Point-per-instance localization data:
──────────
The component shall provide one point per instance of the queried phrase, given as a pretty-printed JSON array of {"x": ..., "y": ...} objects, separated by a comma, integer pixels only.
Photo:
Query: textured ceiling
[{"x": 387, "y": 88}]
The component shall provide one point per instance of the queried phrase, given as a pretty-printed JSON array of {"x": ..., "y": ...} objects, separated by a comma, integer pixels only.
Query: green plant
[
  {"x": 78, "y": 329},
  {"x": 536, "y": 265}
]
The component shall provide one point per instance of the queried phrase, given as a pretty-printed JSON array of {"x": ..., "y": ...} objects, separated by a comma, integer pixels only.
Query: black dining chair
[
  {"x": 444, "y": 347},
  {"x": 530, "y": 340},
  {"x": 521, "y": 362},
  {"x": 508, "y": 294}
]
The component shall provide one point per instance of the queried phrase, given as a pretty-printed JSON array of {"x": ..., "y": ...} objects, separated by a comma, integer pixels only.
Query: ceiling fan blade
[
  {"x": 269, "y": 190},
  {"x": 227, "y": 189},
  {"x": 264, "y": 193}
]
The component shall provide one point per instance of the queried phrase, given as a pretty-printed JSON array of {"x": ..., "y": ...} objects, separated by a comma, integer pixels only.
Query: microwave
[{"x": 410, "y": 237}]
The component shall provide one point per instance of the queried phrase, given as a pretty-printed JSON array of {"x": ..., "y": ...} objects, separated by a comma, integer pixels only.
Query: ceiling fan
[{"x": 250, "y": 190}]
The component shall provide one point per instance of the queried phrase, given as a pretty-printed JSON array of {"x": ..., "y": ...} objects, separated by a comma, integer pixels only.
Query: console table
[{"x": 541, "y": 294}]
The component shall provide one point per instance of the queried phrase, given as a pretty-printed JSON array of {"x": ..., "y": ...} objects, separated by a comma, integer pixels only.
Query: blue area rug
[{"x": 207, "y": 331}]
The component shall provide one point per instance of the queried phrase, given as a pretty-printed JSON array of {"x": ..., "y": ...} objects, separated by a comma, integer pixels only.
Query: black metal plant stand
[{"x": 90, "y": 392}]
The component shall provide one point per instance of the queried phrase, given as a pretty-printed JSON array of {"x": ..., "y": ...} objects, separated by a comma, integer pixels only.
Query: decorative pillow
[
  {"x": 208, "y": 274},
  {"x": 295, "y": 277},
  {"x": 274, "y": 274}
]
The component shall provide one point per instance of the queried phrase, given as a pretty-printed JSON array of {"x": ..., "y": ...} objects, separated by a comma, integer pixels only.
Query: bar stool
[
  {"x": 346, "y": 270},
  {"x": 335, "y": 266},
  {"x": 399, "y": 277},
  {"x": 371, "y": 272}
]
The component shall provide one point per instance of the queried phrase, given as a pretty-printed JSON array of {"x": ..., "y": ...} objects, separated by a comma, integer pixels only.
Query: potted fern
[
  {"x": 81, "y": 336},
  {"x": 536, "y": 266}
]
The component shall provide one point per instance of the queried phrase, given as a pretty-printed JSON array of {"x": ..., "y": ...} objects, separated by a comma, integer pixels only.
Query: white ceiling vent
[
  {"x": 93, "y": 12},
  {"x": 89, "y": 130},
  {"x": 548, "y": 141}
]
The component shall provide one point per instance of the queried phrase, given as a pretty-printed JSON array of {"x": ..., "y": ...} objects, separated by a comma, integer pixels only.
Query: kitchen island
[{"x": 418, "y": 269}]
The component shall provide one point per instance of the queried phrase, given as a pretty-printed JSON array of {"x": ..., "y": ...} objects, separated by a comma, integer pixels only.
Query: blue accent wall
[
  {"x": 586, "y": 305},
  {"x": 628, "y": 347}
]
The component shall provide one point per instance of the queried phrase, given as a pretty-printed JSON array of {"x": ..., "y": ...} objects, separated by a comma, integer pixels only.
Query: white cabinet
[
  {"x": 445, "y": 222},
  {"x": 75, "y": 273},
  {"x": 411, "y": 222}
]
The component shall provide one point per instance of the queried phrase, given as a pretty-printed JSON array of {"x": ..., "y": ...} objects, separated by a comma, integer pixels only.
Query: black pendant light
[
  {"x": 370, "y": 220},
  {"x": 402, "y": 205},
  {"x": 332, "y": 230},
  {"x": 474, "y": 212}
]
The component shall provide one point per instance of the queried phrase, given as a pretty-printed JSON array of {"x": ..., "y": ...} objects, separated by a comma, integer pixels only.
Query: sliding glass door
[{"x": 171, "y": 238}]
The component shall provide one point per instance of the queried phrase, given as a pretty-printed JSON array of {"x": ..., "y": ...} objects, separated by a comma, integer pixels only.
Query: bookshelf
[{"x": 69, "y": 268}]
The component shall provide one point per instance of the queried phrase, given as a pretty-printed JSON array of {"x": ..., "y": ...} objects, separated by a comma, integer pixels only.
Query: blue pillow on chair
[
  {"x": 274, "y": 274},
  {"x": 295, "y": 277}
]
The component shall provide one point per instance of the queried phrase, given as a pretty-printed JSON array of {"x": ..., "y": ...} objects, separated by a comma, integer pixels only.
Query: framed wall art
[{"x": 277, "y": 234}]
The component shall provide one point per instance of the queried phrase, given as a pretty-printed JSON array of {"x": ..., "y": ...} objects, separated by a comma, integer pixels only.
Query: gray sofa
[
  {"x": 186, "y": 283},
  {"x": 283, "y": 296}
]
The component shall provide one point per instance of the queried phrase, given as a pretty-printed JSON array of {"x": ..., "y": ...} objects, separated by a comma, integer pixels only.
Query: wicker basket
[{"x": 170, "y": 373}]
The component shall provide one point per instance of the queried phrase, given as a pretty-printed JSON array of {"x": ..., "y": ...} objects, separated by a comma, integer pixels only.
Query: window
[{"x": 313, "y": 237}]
──────────
**WORK TO BE COMPLETED**
Output every record above, exactly as written.

**EXPECTED OUTPUT**
The component shall provide one point per instance of the queried phrase, given as a pretty-printed JSON array of {"x": ..., "y": ...} objects, separated by a comma, integer pixels only.
Photo:
Query: textured ceiling
[{"x": 387, "y": 88}]
The component shall provide one point per instance of the queried phrase, given as a pretty-printed JSON array of {"x": ..., "y": ...} objects, separated by a comma, integer pixels only.
Query: green plant
[
  {"x": 78, "y": 329},
  {"x": 536, "y": 265}
]
The component shall provide one point per instance of the queried phrase, given as a pretty-printed JSON array of {"x": ..., "y": ...} objects, separated by a comma, integer pixels only.
Query: black dining chair
[
  {"x": 444, "y": 347},
  {"x": 530, "y": 340},
  {"x": 521, "y": 362},
  {"x": 508, "y": 294}
]
The component shall provide one point per instance of the queried phrase, given as a pretty-printed JSON array of {"x": ..., "y": ...} objects, separated by a comma, integer pixels only.
Query: ceiling fan blade
[
  {"x": 269, "y": 190},
  {"x": 227, "y": 189},
  {"x": 264, "y": 193}
]
The component shall provide one point per instance of the queried phrase, given as a pretty-printed JSON array of {"x": ..., "y": ...} objects, separated by a comma, integer pixels only.
Query: microwave
[{"x": 410, "y": 237}]
The component shall provide one point per instance of the queried phrase, given as a pretty-printed JSON array of {"x": ..., "y": ...} objects, separated by a comma, integer pixels only.
Query: ceiling fan
[{"x": 250, "y": 190}]
The component shall provide one point per instance of the queried phrase, given as a pretty-printed JSON array of {"x": ..., "y": ...} objects, separated by a comma, integer pixels only.
Query: console table
[{"x": 541, "y": 294}]
The component shall provide one point per instance of the queried phrase, given as a pretty-printed JSON array of {"x": ..., "y": ...} objects, separated by a comma, integer pixels only.
Query: blue area rug
[{"x": 207, "y": 331}]
The component shall provide one point per instance of the queried phrase, given as a pretty-printed JSON array of {"x": ..., "y": ...} objects, separated by a comma, integer pixels only.
Query: black metal plant stand
[{"x": 90, "y": 392}]
The component shall provide one point per instance of the queried phrase, given as a pretty-printed JSON array of {"x": ..., "y": ...} objects, separated by a comma, integer pixels only.
Query: decorative pillow
[
  {"x": 208, "y": 274},
  {"x": 295, "y": 277},
  {"x": 274, "y": 274}
]
The component shall provide one point per instance of the queried phrase, given as a pretty-printed JSON array of {"x": ..., "y": ...} objects, separated by a comma, integer pixels only.
Query: bar stool
[
  {"x": 346, "y": 270},
  {"x": 335, "y": 266},
  {"x": 399, "y": 277},
  {"x": 371, "y": 272}
]
The component shall provide one point per instance of the queried phrase, given as a pretty-printed JSON array of {"x": ..., "y": ...} objects, separated by a comma, integer pixels only.
Query: potted fern
[
  {"x": 81, "y": 336},
  {"x": 536, "y": 266}
]
The component shall provide one point per instance of the queried phrase, given as a pretty-printed JSON array of {"x": ..., "y": ...} objects, separated by a comma, integer pixels only.
Query: white ceiling vent
[
  {"x": 93, "y": 12},
  {"x": 89, "y": 130},
  {"x": 548, "y": 141}
]
The component shall provide one point per instance of the queried phrase, given as a pretty-printed JSON array of {"x": ..., "y": ...} objects, separated by a comma, integer pixels only.
Query: kitchen island
[{"x": 418, "y": 269}]
The component shall provide one point per instance of the queried phrase, given as a pretty-printed JSON array of {"x": ..., "y": ...} objects, separated by a comma, integer pixels only.
Query: blue accent wall
[
  {"x": 586, "y": 305},
  {"x": 628, "y": 347}
]
The component shall provide one point per instance of the queried phrase, given as a pretty-printed JSON array of {"x": ..., "y": ...} objects, separated by a comma, integer pixels only.
Query: white cabinet
[
  {"x": 445, "y": 222},
  {"x": 75, "y": 273},
  {"x": 411, "y": 222}
]
The component shall provide one point per instance of the queried phrase, given as a pretty-printed JSON array of {"x": ..., "y": ...} objects, separated by a comma, integer pixels only.
Query: black pendant light
[
  {"x": 370, "y": 220},
  {"x": 402, "y": 205},
  {"x": 332, "y": 230},
  {"x": 474, "y": 212}
]
The component shall provide one point per instance of the queried phrase, given as a pretty-printed JSON array of {"x": ..., "y": ...} objects, separated by a comma, integer pixels only.
Query: sliding glass door
[{"x": 171, "y": 238}]
The component shall provide one point per instance of the queried phrase, given as a pretty-printed JSON array of {"x": ..., "y": ...} objects, separated by a comma, integer pixels only.
Query: bookshelf
[{"x": 69, "y": 268}]
The component shall provide one point per instance of the queried phrase, given as a pretty-printed JSON array of {"x": ..., "y": ...} objects, separated by a comma, integer pixels only.
Query: blue pillow on chair
[
  {"x": 274, "y": 274},
  {"x": 295, "y": 277}
]
The component shall provide one point per instance of the queried phrase, given as a pretty-printed JSON array of {"x": ..., "y": ...} objects, separated by a comma, integer pixels only.
Query: framed wall art
[{"x": 277, "y": 234}]
The component shall provide one point per instance of the queried phrase, given as a pretty-printed JSON array of {"x": ..., "y": ...} objects, separated by a comma, integer pixels only.
Query: gray sofa
[
  {"x": 186, "y": 283},
  {"x": 283, "y": 296}
]
The component shall provide one point per instance of the queried phrase, given as a pretty-printed JSON array of {"x": ..., "y": ...} objects, separated by a comma, integer pixels only.
Query: wicker basket
[{"x": 170, "y": 373}]
The component shall provide one point per instance of the queried phrase, given as a pretty-printed JSON array of {"x": ..., "y": ...} objects, separated by a comma, integer pixels only.
Query: window
[{"x": 313, "y": 237}]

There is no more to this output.